## [Passage]
== == ==

2004-03-16 Thread Douglas Laycock

The New
York Times story this morning quotes the prosecutor as saying that he
recognized their right to perform a purely religious ceremony; the
offense was that they had purported to exercise the authority vested in
them by the State of New York to perform a legal ceremony.  I don't
know what evidence supports that -- whether they said something to that
effect, or whether he is acting on a presumption about their
intent.
Assuming
he adheres to that distinction and can prove his case consistent with it
(and without a presumption of illegal intent), then I don't think there
is a Religion Clause problem with the prosecution.
I continue
to believe that the Religion Clause problem is with the underlying
structure of marriage law, that vests clergy with legal authority to
perform marriages and that thoroughly commingles and confuses the
distinction between marriage as a religious relationship (or sacrament,
in some churches) and marriage as a legal relationship.  This New
Paltz prosecution would be unimaginable without that underlying joinder
of the powers of church and state.
On the
other end of the political spectrum, gay leaders in San Francisco are
quoted saying that legal recognition and the issuance of marriage
licenses will make it hard for conservative churches to resist performing
gay marriages.  There is no reason that should be true; it is a bet
on the pervasive confusion of the two relationships.

== == ==

## [Data rows]
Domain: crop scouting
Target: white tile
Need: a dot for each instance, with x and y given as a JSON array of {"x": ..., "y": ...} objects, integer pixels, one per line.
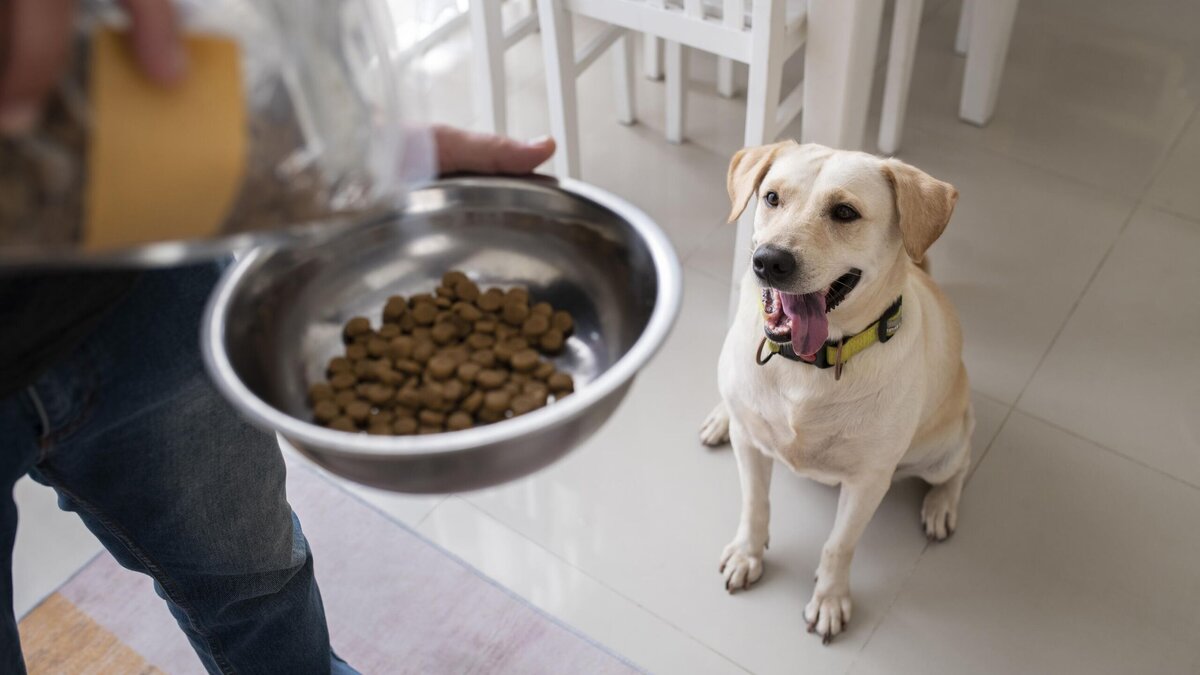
[
  {"x": 990, "y": 416},
  {"x": 1175, "y": 186},
  {"x": 52, "y": 544},
  {"x": 563, "y": 591},
  {"x": 1068, "y": 559},
  {"x": 1126, "y": 370},
  {"x": 409, "y": 509},
  {"x": 1015, "y": 257},
  {"x": 1083, "y": 95}
]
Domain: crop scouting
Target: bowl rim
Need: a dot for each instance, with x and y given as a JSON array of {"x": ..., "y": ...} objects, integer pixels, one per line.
[{"x": 666, "y": 308}]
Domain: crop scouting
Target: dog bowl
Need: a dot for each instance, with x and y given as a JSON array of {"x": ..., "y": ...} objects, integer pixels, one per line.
[{"x": 276, "y": 317}]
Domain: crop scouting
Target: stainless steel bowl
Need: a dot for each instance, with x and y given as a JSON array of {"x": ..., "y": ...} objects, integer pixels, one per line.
[{"x": 276, "y": 318}]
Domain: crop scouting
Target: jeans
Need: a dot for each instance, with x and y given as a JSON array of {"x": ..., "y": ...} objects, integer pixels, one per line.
[{"x": 132, "y": 436}]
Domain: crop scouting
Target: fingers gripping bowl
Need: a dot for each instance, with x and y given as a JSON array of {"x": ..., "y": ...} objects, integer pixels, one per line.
[{"x": 276, "y": 318}]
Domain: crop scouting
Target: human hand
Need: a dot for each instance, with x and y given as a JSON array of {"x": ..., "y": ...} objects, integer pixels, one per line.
[
  {"x": 35, "y": 41},
  {"x": 461, "y": 150}
]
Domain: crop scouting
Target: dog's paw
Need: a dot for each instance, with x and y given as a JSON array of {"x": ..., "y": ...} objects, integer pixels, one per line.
[
  {"x": 741, "y": 565},
  {"x": 828, "y": 614},
  {"x": 715, "y": 430},
  {"x": 940, "y": 513}
]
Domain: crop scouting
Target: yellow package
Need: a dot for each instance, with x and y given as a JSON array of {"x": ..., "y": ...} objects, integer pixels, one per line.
[{"x": 163, "y": 163}]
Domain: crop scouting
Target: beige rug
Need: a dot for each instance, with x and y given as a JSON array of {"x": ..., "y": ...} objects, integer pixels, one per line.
[{"x": 377, "y": 599}]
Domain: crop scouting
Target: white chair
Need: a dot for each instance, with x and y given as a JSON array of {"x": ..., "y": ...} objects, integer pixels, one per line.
[
  {"x": 491, "y": 40},
  {"x": 983, "y": 35},
  {"x": 773, "y": 31}
]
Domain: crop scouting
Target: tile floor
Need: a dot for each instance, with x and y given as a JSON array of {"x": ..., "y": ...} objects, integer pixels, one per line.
[{"x": 1072, "y": 261}]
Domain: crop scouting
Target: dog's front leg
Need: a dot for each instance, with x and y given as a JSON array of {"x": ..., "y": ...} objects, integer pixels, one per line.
[
  {"x": 742, "y": 560},
  {"x": 828, "y": 611}
]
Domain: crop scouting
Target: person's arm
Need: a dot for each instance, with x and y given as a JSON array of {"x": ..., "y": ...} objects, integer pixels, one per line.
[
  {"x": 484, "y": 153},
  {"x": 35, "y": 40}
]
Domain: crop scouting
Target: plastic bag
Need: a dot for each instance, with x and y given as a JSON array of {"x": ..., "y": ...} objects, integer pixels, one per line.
[{"x": 325, "y": 130}]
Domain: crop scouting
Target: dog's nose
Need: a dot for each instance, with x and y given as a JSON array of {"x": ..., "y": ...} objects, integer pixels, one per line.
[{"x": 773, "y": 264}]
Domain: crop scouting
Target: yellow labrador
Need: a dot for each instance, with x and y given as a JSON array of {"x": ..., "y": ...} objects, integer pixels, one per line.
[{"x": 844, "y": 360}]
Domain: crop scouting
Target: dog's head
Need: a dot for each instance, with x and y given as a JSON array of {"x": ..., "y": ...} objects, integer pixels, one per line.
[{"x": 832, "y": 230}]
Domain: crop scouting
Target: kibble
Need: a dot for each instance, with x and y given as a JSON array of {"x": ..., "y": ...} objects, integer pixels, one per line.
[
  {"x": 537, "y": 324},
  {"x": 343, "y": 381},
  {"x": 445, "y": 360},
  {"x": 339, "y": 364},
  {"x": 395, "y": 309},
  {"x": 490, "y": 302},
  {"x": 552, "y": 341},
  {"x": 525, "y": 360},
  {"x": 425, "y": 314},
  {"x": 442, "y": 366},
  {"x": 355, "y": 327},
  {"x": 444, "y": 333},
  {"x": 321, "y": 392},
  {"x": 358, "y": 411}
]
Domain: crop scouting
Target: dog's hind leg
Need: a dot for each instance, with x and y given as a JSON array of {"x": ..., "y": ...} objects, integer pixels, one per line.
[{"x": 715, "y": 430}]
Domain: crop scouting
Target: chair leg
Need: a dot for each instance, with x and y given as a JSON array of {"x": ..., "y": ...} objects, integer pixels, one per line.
[
  {"x": 487, "y": 34},
  {"x": 652, "y": 57},
  {"x": 558, "y": 52},
  {"x": 677, "y": 90},
  {"x": 963, "y": 37},
  {"x": 905, "y": 31},
  {"x": 726, "y": 83},
  {"x": 766, "y": 72},
  {"x": 623, "y": 72},
  {"x": 991, "y": 25}
]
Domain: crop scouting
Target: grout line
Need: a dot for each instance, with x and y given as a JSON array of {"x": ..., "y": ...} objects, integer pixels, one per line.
[
  {"x": 70, "y": 578},
  {"x": 1167, "y": 155},
  {"x": 598, "y": 581},
  {"x": 1103, "y": 447},
  {"x": 429, "y": 513}
]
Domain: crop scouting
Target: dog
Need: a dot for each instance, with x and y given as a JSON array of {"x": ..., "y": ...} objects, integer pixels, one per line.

== == ==

## [Short problem]
Extract the full message about the New Paltz prosecution, word for word. The listing has no connection to the message about the New Paltz prosecution.

## [Result]
2004-03-16 Thread Douglas Laycock

The New
York Times story this morning quotes the prosecutor as saying that he
recognized their right to perform a purely religious ceremony; the
offense was that they had purported to exercise the authority vested in
them by the State of New York to perform a legal ceremony.  I don't
know what evidence supports that -- whether they said something to that
effect, or whether he is acting on a presumption about their
intent.
Assuming
he adheres to that distinction and can prove his case consistent with it
(and without a presumption of illegal intent), then I don't think there
is a Religion Clause problem with the prosecution.
I continue
to believe that the Religion Clause problem is with the underlying
structure of marriage law, that vests clergy with legal authority to
perform marriages and that thoroughly commingles and confuses the
distinction between marriage as a religious relationship (or sacrament,
in some churches) and marriage as a legal relationship.  This New
Paltz prosecution would be unimaginable without that underlying joinder
of the powers of church and state.
On the
other end of the political spectrum, gay leaders in San Francisco are
quoted saying that legal recognition and the issuance of marriage
licenses will make it hard for conservative churches to resist performing
gay marriages.  There is no reason that should be true; it is a bet
on the pervasive confusion of the two relationships.